**TO DO**
a) In the Spark tiered storage issue, what role does the proposal give to SSDs and to HDDs?
b) List each line of the records that contains the string "wall", matching case.

[jira] [Updated] (SPARK-12196) Store/retrieve blocks in different speed storage devices by hierarchy way

yucai (JIRA) Tue, 10 Jan 2017 22:00:14 -0800

     [ 
https://issues.apache.org/jira/browse/SPARK-12196?page=com.atlassian.jira.plugin.system.issuetabpanels:all-tabpanel
 ]


yucai updated SPARK-12196:
--------------------------
    Description: 
*Motivation*
Our customers want to use SSD to speed up machine learning and SQL workload, 
but all SSDs are quite expensive and SSD's capacity is still smaller than HDD.

*Proposal*
Our solution is to build tiered storage: use SSDs as cache and HDDs as backup. 
When Spark core allocates blocks (either for shuffle or RDD cache), it stores 
blocks in SSDs first, and when the SSD’s free space is less than some 
threshold, starting to use HDDs.

*Performance Evaluation*
1. At the best case, our solution performs the same as all SSDs.
2. At the worst case, like all data are spilled to HDDs, no performance 
regression.
3. Compared with all HDDs, tiered store improves `+x1.86` (it could be higher, 
CPU reaches bottleneck in our test environment).

*Test Environment*
1. 4 IVB box(40 cores, 192GB memory, 10GB Nic, 11HDDs/11SSDs/PCIE SSD) 
2. Test Case: NWeight(graph analysis), which is to compute associations between 
two vertices that are n-hop away(e.g., friend-to-friend or video-to-video 
relationship for recommendation). 
    Data Size: 22GB, Vertices: 41 milion, Edges: 1.4 billion.

*Usage*
1. Enable tiered storage in spark-default.conf.

**DATA SUPPLIED**
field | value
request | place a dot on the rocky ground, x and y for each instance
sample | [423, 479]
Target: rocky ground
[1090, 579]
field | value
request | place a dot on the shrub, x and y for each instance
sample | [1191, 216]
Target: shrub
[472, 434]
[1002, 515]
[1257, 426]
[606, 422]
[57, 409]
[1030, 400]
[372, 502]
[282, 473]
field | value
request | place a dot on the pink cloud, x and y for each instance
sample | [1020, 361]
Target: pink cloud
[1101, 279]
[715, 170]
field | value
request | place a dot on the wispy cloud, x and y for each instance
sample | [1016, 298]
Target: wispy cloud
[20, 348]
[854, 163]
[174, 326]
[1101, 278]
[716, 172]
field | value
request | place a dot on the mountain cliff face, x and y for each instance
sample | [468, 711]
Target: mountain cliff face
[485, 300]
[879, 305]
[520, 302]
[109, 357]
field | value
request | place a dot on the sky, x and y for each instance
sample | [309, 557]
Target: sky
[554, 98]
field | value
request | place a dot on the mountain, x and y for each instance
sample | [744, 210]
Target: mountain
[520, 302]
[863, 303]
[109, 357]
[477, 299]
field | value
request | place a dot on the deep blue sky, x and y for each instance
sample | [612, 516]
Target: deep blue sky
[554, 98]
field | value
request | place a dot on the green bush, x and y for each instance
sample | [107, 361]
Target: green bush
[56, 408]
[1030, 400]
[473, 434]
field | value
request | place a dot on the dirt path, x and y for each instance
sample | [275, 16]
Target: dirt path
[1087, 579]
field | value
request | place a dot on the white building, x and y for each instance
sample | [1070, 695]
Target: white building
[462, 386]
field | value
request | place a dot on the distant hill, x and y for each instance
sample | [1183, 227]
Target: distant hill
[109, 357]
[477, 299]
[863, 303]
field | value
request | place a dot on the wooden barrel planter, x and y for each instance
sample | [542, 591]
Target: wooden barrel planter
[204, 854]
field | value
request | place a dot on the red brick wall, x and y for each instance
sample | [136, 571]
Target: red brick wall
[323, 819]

**ANSWERS TO THE PROBLEMS**
a) SSDs serve as cache and HDDs serve as backup.

b)
request | place a dot on the red brick wall, x and y for each instance
Target: red brick wall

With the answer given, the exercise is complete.